(Referring expression data)
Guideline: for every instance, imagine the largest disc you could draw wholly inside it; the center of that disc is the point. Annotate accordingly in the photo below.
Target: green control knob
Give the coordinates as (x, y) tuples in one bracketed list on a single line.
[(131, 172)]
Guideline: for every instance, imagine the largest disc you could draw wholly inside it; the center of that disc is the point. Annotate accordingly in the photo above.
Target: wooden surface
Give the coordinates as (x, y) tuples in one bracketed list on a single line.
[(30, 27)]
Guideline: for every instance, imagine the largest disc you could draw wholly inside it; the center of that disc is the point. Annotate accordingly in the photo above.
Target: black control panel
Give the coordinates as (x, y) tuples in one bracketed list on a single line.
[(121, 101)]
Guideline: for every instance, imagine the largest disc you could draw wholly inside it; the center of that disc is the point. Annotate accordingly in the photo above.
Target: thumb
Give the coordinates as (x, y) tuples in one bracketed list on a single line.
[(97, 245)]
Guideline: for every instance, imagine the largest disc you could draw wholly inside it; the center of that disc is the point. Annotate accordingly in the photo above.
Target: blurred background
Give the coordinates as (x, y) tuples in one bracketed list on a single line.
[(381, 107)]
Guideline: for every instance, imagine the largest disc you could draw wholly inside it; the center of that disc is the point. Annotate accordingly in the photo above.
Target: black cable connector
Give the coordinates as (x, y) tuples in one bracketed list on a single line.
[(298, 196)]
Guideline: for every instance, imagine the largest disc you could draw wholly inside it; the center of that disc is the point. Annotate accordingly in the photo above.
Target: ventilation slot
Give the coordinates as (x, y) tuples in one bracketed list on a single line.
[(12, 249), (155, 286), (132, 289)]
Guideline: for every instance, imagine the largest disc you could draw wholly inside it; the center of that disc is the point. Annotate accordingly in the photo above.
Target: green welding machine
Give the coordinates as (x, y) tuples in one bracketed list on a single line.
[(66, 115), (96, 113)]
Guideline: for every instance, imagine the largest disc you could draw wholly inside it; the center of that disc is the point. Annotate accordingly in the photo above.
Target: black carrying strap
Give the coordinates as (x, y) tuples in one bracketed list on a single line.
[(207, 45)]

### Action item
The records must be given again in full, exactly as shown.

### Written answer
Guideline: for every instance, imagine the largest disc you could draw wholly inside it; the center of that disc is the point. Annotate accordingly in the photo below.
Target: green control knob
Give the coordinates as (x, y) tuples in one bracketed list on a single line.
[(131, 172)]
Guideline: for every instance, imagine the largest disc you could draw wholly inside it; the center of that disc is the point. Annotate accordingly in the photo above.
Target: wooden surface
Give the coordinates as (x, y) tuples in one bracketed list on a single line.
[(30, 27)]
Guideline: for every instance, imagine the largest disc you could draw wholly inside it; the center of that disc is the point. Annotate accordingly in the photo above.
Target: black control panel
Give the coordinates as (x, y) tuples in one bracketed list on a single line.
[(121, 101)]
Guideline: for every instance, imagine the largest disc you could draw wholly inside it; the center of that disc is the point. Annotate accordingly in the photo above.
Target: thumb
Give the coordinates as (x, y) tuples in one bracketed list on a single line.
[(97, 245)]
Guideline: for every instance, imagine the largest disc you could draw wholly inside it; the center of that disc is the point. Annotate accordingly in the photo above.
Target: blurred background
Give the coordinates as (x, y) tuples in one bracketed list on a single line.
[(381, 107)]
Guideline: for every instance, imagine the largest disc you could draw wholly inside it; the center of that disc is the point. Annotate accordingly in the photo above.
Target: black cable connector
Give the coordinates as (x, y) tuples in one bracketed list on a single line.
[(298, 196)]
Guideline: for every instance, imagine the largest disc you could draw wholly inside it; the center of that disc is the point. Annotate accordingly in the photo above.
Target: ventilation slot
Give the coordinates as (x, y) tuples in one bracketed list on a single line.
[(12, 249), (155, 286), (132, 289)]
Guideline: for every instance, imagine the largest disc you could draw wholly inside it; the center of that disc is the point. Annotate accordingly in the photo above.
Target: green welding machine
Give the coordinates as (x, y) tuples in one bracketed list on a single line.
[(66, 115), (96, 113)]
Guideline: for every instance, imagine the largest disc you could draw wholly inside it; the center of that disc is the point. Annotate accordingly in the photo above.
Target: black carrying strap
Give the coordinates as (x, y) tuples in one bracketed list on a single line.
[(207, 45)]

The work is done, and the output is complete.